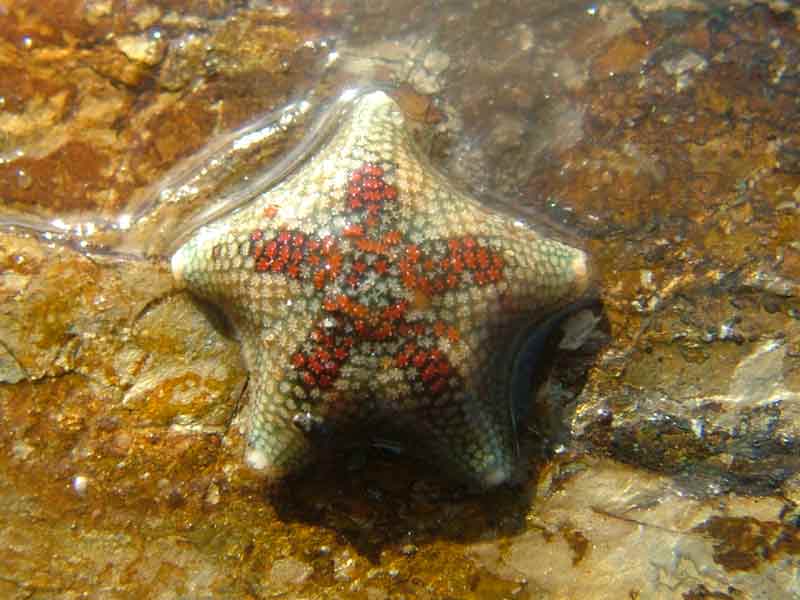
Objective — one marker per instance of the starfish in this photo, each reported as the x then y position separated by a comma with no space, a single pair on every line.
370,291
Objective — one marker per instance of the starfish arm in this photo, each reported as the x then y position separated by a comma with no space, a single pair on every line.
276,443
470,440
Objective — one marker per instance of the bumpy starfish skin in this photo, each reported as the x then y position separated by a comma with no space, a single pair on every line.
366,290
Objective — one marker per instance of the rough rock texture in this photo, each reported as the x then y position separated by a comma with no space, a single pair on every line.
662,453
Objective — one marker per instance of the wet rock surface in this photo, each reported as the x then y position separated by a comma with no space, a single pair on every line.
661,457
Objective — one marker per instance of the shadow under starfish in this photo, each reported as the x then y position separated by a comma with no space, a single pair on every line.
369,292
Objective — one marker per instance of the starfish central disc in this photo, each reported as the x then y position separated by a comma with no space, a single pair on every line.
367,289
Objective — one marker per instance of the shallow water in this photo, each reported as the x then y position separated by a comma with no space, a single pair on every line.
662,457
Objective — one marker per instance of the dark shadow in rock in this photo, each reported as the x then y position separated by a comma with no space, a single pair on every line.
378,497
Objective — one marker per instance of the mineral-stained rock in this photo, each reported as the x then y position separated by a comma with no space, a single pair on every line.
664,458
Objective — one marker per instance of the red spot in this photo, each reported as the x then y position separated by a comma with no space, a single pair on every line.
392,238
353,230
381,267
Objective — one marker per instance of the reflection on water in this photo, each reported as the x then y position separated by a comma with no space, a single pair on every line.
664,456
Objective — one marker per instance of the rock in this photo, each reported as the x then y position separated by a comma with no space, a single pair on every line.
289,571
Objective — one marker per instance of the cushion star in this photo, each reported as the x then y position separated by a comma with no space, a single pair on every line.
369,291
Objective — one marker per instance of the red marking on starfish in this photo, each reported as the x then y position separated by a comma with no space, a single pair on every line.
425,269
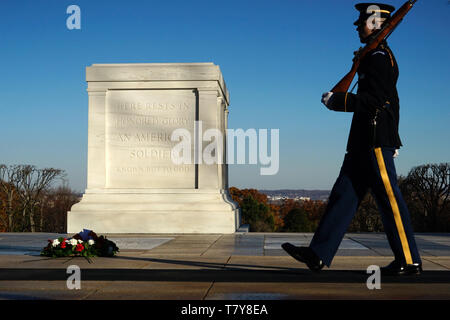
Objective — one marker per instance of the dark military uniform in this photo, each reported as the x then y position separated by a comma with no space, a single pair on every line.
369,163
376,104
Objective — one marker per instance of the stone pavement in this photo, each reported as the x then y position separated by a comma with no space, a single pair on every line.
240,266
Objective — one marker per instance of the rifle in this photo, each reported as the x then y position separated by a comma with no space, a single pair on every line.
375,39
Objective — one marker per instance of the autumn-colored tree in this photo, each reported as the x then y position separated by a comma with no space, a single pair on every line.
297,221
314,210
426,189
256,210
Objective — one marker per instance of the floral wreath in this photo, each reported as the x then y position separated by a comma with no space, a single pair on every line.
85,244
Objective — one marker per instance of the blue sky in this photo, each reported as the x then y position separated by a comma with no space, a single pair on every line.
277,58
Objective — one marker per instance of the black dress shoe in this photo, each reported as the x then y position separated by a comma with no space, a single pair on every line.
396,268
305,255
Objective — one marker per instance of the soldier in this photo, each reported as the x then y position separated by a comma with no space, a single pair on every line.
368,164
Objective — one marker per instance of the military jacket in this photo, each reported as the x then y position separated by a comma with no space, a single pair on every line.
375,106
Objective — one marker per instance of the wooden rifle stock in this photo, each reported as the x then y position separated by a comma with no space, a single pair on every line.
385,31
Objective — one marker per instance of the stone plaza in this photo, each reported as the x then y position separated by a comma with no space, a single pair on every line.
239,266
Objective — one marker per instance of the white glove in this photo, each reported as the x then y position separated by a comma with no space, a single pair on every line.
326,98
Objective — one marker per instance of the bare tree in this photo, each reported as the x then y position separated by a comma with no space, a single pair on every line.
8,181
430,185
29,184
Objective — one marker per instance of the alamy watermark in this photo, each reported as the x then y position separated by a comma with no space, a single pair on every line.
190,150
374,280
74,20
74,279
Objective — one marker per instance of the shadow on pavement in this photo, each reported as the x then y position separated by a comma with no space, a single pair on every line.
224,275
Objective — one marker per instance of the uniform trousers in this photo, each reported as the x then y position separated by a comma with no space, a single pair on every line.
361,171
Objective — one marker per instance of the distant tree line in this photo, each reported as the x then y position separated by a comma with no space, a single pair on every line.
30,201
426,191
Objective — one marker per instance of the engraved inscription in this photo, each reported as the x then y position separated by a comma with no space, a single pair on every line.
139,124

━━━━━━

** Exercise directions **
Exactly reproduce the entries above, minus the pictures.

** Result for this task **
Objective — one marker per instance of the starfish in this photo, each reported as the x then y position separated by a comma with no space, a single pair on every line.
370,291
Objective — one marker per instance of the starfish arm in this photo, each reported as the x then y position separated by a comma with no space, a single pair on every line.
276,443
470,440
Objective — one marker per instance of the bumpy starfish skin in this photo, each reported as the x then y position separated by a comma with no space, a single pair on every line.
366,290
Objective — one marker per instance of the rough rock texture in this photo, each reported as the x then y position separated by a comma with no space, a single pair on every line.
662,453
Objective — one marker per instance of the wet rock surface in this photo, each reported as the x then y position separated by a comma with no space, a single pair on every line.
661,457
Objective — one marker per instance of the shadow under starfish in this photo, each reported as the x then y position separated by a comma with no space, a single pair on every line.
369,292
Objective — one marker per instance of the starfish central disc in this photo, each reported as the x then y position separated by a comma with no space, a single pair on every line.
367,289
Objective — one marker per instance of the shallow water in this photo, each reported as the x then y position separated by a comma with no space, a single pair on every line.
662,457
Objective — one marker per instance of the dark shadow in rock in this photo, each reported as the x then y position separated by a comma with no space, a single pair on every line.
378,497
Objective — one marker per instance of the mineral-stained rock in this photo, each reported as the x then y position separated by a comma with no space, a single pair on every line.
664,458
Objective — one marker per instance of the red spot in this photo, each reported as the x then y position separated by a comma with no space, a single pair on every line.
392,238
353,230
381,267
Objective — one marker per instance of the reflection on water in this photo, each reported as the x then y position separated by a comma with no space, a single pair on every line.
664,456
Objective — one marker per instance of the rock in this photo, each reported as the x then y position separated by a comma with no space, a single pair on every line.
289,571
Objective — one marker per instance of the cushion star in this photo, each reported as the x then y position separated by a comma with no space, a single pair on every line.
369,291
Objective — one marker per instance of the red marking on starfish in this photo, each reported as the x then y position separated by a comma with no space, a single pair on every line.
425,269
Objective — one marker per instance of the dark military uniform in this photo, each reported as the x then y position separated by a comma with no space, a single pair on every line.
369,163
376,104
Objective — one marker per instance of the stone pavement in this photo, each reported as the x then y position separated by a comma with no space, a single pair on every line.
240,266
Objective — one marker per instance of the rifle in this photo, each reported as the x then y position separated by a comma with no space, a single pair on every line.
375,39
Objective — one marker per instance of the autumn-colored tree in this photo, each reported as the x then y position separated by a comma with no space, a single pair on every line.
297,221
314,210
426,189
256,210
Objective — one marker per instance of the floral wreath in this photo, each reported as the x then y position separated by a comma with no space, a single pair on every line.
85,244
Objective — one marker per instance of the blue sky in this photo, each reported as the x then y position separated by a comma with no space, a single pair on every line.
277,58
Objective — one marker per instance of the black dress shoe in this photo, each reported as the x then y position separated by a comma with no space, a single pair on every line.
396,268
305,255
Objective — one marker per instance of the soldier in this photo, each reported as the x then y position separated by a comma with no space, a single pair on every line.
368,164
Objective — one marker per instance of the military jacket in this photo, each reported as the x then y position separated by a comma with no space, a single pair on every line.
375,106
Objective — one marker per instance of the wooden rifle stock in this photo, each reported as the x then y position separated by a comma with no space, a single pair on every line.
385,31
Objective — one marker per instance of the stone plaza in this photo, each reported as the x then y position separated by a comma with no space, a single pair on every line.
239,266
Objective — one marker per instance of the white glove in this photo, each reported as the x then y position separated by a comma with no space, a single pair on every line.
326,98
Objective — one marker per instance of the bare tree in this photo, each reported as the x then y position separated by a comma with no space, a single pair on every line.
8,181
430,185
29,184
Objective — one marker per instance of the alamy watermark in this photo, each reported as the x then y position separated by a comma with no space, a single pair on every line.
190,150
374,280
74,20
74,279
Objective — one marker per instance of the shadow on pavement in this photo, each reported as the x then y position separated by a comma with no space, a single pair on every line.
224,275
Objective — one marker per instance of the uniform trousers in this photo, each reported as the x then y position separated by a comma with no space, a single pair on every line.
361,171
Objective — one marker per instance of the distant tree line in this photo, each reported as the x then y position separated by a comma with no space, a single pair on every line.
30,201
426,191
Objective — one marker per instance of the engraved inscription in this photo, each reported as the x then y position separated by a comma with no space, a single pair on every line.
139,124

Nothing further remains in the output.